# Record extracts:
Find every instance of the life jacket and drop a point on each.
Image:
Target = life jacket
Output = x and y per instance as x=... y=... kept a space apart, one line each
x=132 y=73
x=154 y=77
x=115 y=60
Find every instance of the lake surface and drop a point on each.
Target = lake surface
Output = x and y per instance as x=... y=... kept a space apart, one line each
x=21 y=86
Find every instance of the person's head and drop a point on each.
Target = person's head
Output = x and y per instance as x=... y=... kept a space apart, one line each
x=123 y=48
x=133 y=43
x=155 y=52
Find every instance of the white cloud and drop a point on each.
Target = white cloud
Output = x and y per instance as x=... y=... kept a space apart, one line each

==

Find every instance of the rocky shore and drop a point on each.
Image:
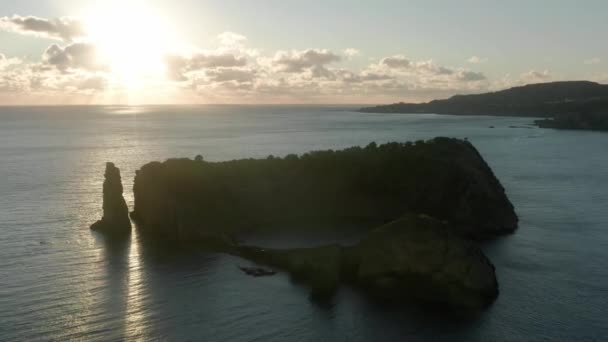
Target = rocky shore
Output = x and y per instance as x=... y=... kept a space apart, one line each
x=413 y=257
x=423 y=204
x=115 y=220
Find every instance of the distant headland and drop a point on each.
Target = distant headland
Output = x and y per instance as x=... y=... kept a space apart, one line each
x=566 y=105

...

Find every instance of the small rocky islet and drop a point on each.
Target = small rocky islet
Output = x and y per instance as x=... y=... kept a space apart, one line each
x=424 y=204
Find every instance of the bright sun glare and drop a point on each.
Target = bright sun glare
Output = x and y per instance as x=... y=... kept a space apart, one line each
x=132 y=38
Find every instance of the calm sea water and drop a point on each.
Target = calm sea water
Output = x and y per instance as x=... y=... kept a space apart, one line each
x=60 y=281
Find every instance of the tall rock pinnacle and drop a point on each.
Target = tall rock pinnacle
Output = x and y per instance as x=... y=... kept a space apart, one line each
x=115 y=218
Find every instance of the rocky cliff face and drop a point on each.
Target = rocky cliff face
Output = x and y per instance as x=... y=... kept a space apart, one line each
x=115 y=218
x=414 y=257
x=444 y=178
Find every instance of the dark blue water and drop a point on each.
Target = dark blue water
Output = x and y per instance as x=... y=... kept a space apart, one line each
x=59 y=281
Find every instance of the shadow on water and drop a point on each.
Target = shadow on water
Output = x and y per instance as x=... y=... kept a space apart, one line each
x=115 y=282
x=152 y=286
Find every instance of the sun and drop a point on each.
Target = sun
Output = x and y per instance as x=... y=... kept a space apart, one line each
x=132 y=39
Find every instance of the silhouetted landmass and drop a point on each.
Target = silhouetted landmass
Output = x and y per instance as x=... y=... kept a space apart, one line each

# Job:
Lay out the rows from the line with "Find every instance of the small" up to and including the line with "x=152 y=286" as a two-column CSV with the columns text and answer, one CSV line per row. Put each row's text and its answer in their own quoted field, with line breaks replaced by spaces.

# Output for this task:
text,answer
"Find every instance of the small rocky islet and drop a point on each. Target = small rocky islet Output = x and y per instance as x=... y=... kept a space apart, one line each","x=424 y=204"
"Find every instance of the bright sun glare and drop a point on each. Target = bright sun glare Output = x and y per instance as x=... y=... kept a space apart, one line each","x=132 y=38"
"Find every instance of the calm sea water and drop a point on each. Target = calm sea water Output = x and y per instance as x=... y=... kept a space apart, one line each","x=60 y=281"
"Find every instance of the tall rock pinnacle and drop a point on each. Target = tall rock pinnacle Output = x and y per instance as x=... y=... kept a space apart, one line each","x=115 y=218"
"Find every instance of the rocky cliff face and drop a point on each. Target = rocky cliff face Output = x and y per instance as x=... y=... kept a space apart, one line each","x=115 y=218 x=414 y=257 x=444 y=178"
"Find every instance of the dark blue water and drop a point on each. Target = dark blue water Output = x and y per instance as x=... y=... kept a space apart, one line each","x=59 y=281"
"Find every instance of the shadow on water and drop a point on each. Target = shadow on water Output = x and y per instance as x=... y=... kept a space apart, one line each","x=115 y=282 x=152 y=286"